◆ Exercise text:

Young man seated on bench, with dog (Courtesy of University of South Carolina)
The University of South Carolina's Jory Fleming with his service dog, Daisy. He suspects he won't be the first Rhodes Scholar dealing with autism, a condition that's not always obvious. (Courtesy photo)

Newly selected Rhodes Scholar Jory Fleming is the most honored student in the University of South Carolina’s 215-year history. The 22-year-old geography and marine science major has perfect grades and has won three other prestigious awards.

Every Rhodes Scholar has sterling credentials. What sets Fleming apart is that he is autistic. He also has a metabolic disorder.

Autism, or autism spectrum disorder, is the name for a wide range of disorders that make it difficult to communicate, make eye contact and engage with other people. It’s a mild impairment for some, severe for others.

“I was diagnosed when I was really little,” said Fleming, whose mother abandoned plans to practice medicine and home-schooled him. At first “Mom would be there teaching, but starting in middle school and especially high school it was all independent learning.”

And he started to come out of his shell, taking some classes with other home-schoolers and joining their Shakespeare drama club. His favorite role: playing in the bumbling troupe in “A Midsummer Night’s Dream.”

The inhibitions are still there. “I’ll never find a big social setting enjoyable. But at a certain point my thinking changed. The positives outweighed the negative.”

Geography professor Jean Ellis, his academic adviser, steered Fleming to apply for a Hollings internship at the National Oceanic and Atmospheric Administration. Goldman and Truman scholarships followed, then the Rhodes.

Ellis recognized Fleming’s potential from the start. “I looked at him for everything he was, not for any of his learning disabilities,” Ellis said. It was quickly evident he could absorb voluminous amounts of information in a way other students could not match. “He has everything — so intelligent and yet so personable and modest.”

◆ Using the information:
**a)** In the article about Jory Fleming, who was his academic adviser?
**b)** Repeat the part of the article about Jory Fleming starting at "Every Rhodes Scholar" and ending at "severe for others.".

◆ Extracted records:
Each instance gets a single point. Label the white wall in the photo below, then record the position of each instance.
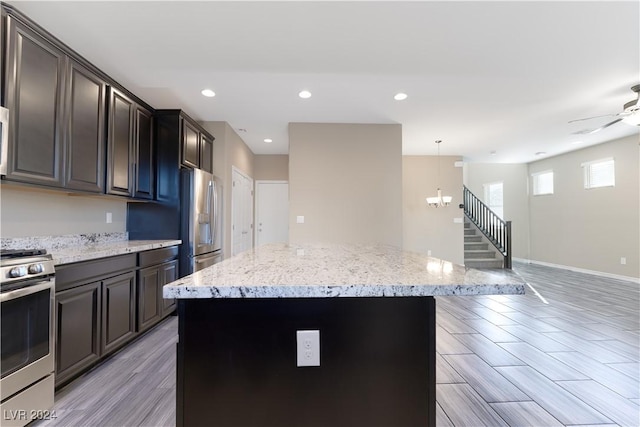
(589, 229)
(27, 212)
(432, 229)
(514, 178)
(346, 180)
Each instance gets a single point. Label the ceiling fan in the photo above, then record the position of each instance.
(630, 114)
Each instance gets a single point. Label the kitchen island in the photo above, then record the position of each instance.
(373, 310)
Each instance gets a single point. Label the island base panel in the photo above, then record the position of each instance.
(237, 362)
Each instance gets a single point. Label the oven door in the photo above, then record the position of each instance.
(27, 336)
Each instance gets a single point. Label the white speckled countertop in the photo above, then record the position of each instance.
(84, 247)
(283, 271)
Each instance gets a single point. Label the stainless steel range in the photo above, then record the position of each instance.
(27, 288)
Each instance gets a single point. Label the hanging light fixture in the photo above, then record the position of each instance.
(439, 200)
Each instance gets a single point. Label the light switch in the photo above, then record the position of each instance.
(308, 346)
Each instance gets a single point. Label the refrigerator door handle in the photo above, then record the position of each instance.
(211, 195)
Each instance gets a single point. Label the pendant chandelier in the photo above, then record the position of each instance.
(439, 200)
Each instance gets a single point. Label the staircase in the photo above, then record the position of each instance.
(476, 249)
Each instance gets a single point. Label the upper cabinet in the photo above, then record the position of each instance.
(197, 145)
(71, 127)
(130, 166)
(34, 66)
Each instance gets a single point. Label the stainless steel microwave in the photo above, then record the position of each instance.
(4, 139)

◆ Numbered responses:
**a)** Geography professor Jean Ellis.

**b)**
Every Rhodes Scholar has sterling credentials. What sets Fleming apart is that he is autistic. He also has a metabolic disorder.

Autism, or autism spectrum disorder, is the name for a wide range of disorders that make it difficult to communicate, make eye contact and engage with other people. It’s a mild impairment for some, severe for others.